Extract every line of the listing below verbatim, with no character changed.

____

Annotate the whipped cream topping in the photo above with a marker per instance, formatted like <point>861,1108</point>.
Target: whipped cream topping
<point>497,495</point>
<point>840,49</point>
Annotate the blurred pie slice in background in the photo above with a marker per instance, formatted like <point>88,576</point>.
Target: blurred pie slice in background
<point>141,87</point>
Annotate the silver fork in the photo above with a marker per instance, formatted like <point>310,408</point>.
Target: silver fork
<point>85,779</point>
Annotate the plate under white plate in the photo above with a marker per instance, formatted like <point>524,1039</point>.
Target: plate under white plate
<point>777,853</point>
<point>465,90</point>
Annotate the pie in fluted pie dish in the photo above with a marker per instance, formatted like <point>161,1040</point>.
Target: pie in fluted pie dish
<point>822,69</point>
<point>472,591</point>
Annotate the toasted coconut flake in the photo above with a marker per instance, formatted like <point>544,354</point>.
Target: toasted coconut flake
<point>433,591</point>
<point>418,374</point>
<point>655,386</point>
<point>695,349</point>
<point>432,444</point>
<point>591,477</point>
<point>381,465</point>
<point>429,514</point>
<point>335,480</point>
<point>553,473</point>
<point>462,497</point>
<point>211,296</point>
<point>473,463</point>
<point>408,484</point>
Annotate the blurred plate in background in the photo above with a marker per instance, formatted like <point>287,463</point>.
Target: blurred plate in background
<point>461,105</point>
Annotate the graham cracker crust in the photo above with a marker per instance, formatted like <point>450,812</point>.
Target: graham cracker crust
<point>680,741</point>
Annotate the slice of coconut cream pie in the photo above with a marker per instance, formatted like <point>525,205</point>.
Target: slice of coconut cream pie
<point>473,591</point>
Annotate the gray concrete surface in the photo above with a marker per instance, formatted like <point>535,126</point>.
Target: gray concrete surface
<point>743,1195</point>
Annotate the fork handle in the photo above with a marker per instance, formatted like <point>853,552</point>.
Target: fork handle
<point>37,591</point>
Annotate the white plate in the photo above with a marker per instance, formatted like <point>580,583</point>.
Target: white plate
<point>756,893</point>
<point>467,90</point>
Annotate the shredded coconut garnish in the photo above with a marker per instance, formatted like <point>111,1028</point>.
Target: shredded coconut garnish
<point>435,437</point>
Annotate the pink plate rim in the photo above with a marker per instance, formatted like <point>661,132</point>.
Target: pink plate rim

____

COMPLETED EXERCISE ▸
Annotate the whipped cream topping in the photo above with a marker per instance, formatted like <point>861,1108</point>.
Target: whipped cream topping
<point>497,495</point>
<point>840,49</point>
Annotate the blurred pie slice in background in the photo above with a marker per instance, formatted like <point>88,576</point>.
Target: blurred pie slice in background
<point>141,87</point>
Annotate the silver fork in the photo above with a marker per instance, formatted like <point>310,408</point>.
Target: silver fork
<point>85,779</point>
Annotate the plate under white plate in the photo above with a marker per instance, formatted like <point>524,1039</point>.
Target: plate under white plate
<point>777,853</point>
<point>465,90</point>
Annotate the pie in fluted pie dish in the photo above with a marker per instance, formatted like <point>161,1040</point>.
Target: pie in fluted pie dish
<point>822,69</point>
<point>472,591</point>
Annotate the toasted coconut flake in the photo above with a marker per instance, formatted like <point>544,354</point>.
Target: toasted coconut flake
<point>433,591</point>
<point>418,374</point>
<point>655,386</point>
<point>695,349</point>
<point>432,444</point>
<point>591,477</point>
<point>381,465</point>
<point>429,514</point>
<point>335,480</point>
<point>553,473</point>
<point>462,497</point>
<point>211,296</point>
<point>473,463</point>
<point>408,484</point>
Annotate the blurred plate in background in the photo above with a marker per instance, formatted like <point>287,463</point>.
Target: blurred plate in background
<point>461,105</point>
Annotate the graham cracker crust in the photo above with a marker per instance, formatted like <point>450,812</point>.
Target: graham cracker crust
<point>680,741</point>
Annotate the slice of coconut cream pie in the photo above with a marker per instance, formatted like <point>525,205</point>.
Target: slice of coconut cream pie
<point>473,591</point>
Annotate the gray concrete surface in the photo above with a marker per instance, formatted like <point>535,126</point>.
Target: gray concrete surface
<point>743,1195</point>
Annotate the fork handle in the photo above with a marker per instance, formatted like <point>853,552</point>.
Target: fork handle
<point>37,591</point>
Annotate the white plate in the photo above with a marker per instance, formatted like <point>580,583</point>.
Target: white plate
<point>756,893</point>
<point>467,90</point>
Annotate the shredded coconut garnish in the photo above with a marker per instance, formatted like <point>111,1028</point>.
Target: shredded coconut garnish
<point>435,437</point>
Annotate the pink plate rim in the photo above with a marker per instance, formatted like <point>661,132</point>.
Target: pink plate rim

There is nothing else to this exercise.